**Ausgangstext:**

Landrat mit im Ruderboot

Scheidender evangelischer Pfarrer Dr. Michael Stöhr verglich verschiedene Schiffs- und Bootstypen mit Menschen und Berufungen – Hunderte nahmen Abschied von beliebtem Seelsorger, auch Mechernichs Bürgermeister Dr. Hans-Peter Schick und Krankenhaus-Geschäftsführer Martin Milde

Mechernich/Roggendorf – Seine Beliebtheit über Konfessions- und Institutionsgrenzen konnte man am Zustrom von Menschen zu den Verabschiedungsfeierlichkeiten für den evangelischen Mechernicher Gemeindepfarrer Dr. Michael Stöhr am Sonntag ablesen.

**Die Aufgabe:**
Setzen Sie den Bericht über die Verabschiedung von Pfarrer Dr. Michael Stöhr im Anschluss an seinen letzten Satz fort. Die nachstehende Liste ist hierfür ohne Bedeutung.

**Studienmaterial:**

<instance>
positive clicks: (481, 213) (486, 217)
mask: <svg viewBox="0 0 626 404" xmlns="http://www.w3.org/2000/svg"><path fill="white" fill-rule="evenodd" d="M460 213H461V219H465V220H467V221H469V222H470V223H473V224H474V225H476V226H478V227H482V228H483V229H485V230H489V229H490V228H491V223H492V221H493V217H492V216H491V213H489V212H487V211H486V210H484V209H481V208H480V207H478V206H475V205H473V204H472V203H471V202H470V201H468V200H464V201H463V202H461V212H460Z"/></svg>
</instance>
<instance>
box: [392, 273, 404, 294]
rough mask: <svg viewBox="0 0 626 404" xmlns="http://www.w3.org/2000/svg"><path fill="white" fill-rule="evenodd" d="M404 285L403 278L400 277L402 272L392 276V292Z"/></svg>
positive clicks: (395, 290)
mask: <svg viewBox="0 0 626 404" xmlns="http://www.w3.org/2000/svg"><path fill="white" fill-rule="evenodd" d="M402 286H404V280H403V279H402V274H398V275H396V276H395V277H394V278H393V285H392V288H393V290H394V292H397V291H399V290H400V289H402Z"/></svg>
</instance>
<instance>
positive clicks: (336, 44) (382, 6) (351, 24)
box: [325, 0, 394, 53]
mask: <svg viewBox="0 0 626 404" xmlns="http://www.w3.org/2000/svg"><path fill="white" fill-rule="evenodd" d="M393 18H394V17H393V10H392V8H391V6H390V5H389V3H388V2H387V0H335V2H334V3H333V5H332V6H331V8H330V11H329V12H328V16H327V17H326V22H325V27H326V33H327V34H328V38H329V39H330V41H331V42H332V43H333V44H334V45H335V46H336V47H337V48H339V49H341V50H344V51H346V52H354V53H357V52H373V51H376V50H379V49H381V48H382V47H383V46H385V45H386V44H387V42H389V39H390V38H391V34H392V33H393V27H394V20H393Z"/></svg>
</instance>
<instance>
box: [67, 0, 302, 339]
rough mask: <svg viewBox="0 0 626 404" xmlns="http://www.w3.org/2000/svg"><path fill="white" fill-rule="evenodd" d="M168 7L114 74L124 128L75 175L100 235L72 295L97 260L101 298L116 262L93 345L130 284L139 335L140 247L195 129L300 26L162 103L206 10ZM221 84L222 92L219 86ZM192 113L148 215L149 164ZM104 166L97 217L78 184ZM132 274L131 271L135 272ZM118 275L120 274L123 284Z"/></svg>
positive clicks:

**Ausgabe folgt:**
Geschätzte 200 Gläubige erlebten die offizielle Entpflichtung nach fast 35 Amtsjahren durch Synodalassessor Pfarrer Martin Obrikat aus Aachen in der Roggendorfer Kirche. Beim anschließenden Festakt und gemütlichen Teil platzte das Dietrich-Bonhoeffer-Gemeindehaus auf dem Mechernicher Johannesberg fast aus allen Nähten.

Bei beiden Veranstaltungen sang der brillante Dietrich- Bonhoeffer-Chor unter der Leitung von Pascal Lucke. Jugendliche der benachbarten Trinitatis-Gemeinde führten zudem eine lustige Playback-Sockenpuppen-Choreographie zum Film „Sister Act“ mit dem seither berühmten Nachfolgesong „I will follow him“ auf.

Weil Dr. Michael Stöhr bei seiner Predigt verschiedene Schiffs- und Bootstypen im Hinblick auf ihre Tauglichkeit für die christliche Verkündigung miteinander verglich, parodierte Organist Thomas Hess das Ganze mit dem Einspielen von Wencke Myhres Song „Er hat ein knallrotes Gummiboot“ von 1970. Im Bonhoeffer-Haus spielte er dem Tausendsassa Michael Stöhr zu Ehren Reinhard Meys Chanson „Ich bin Klempner von Beruf“.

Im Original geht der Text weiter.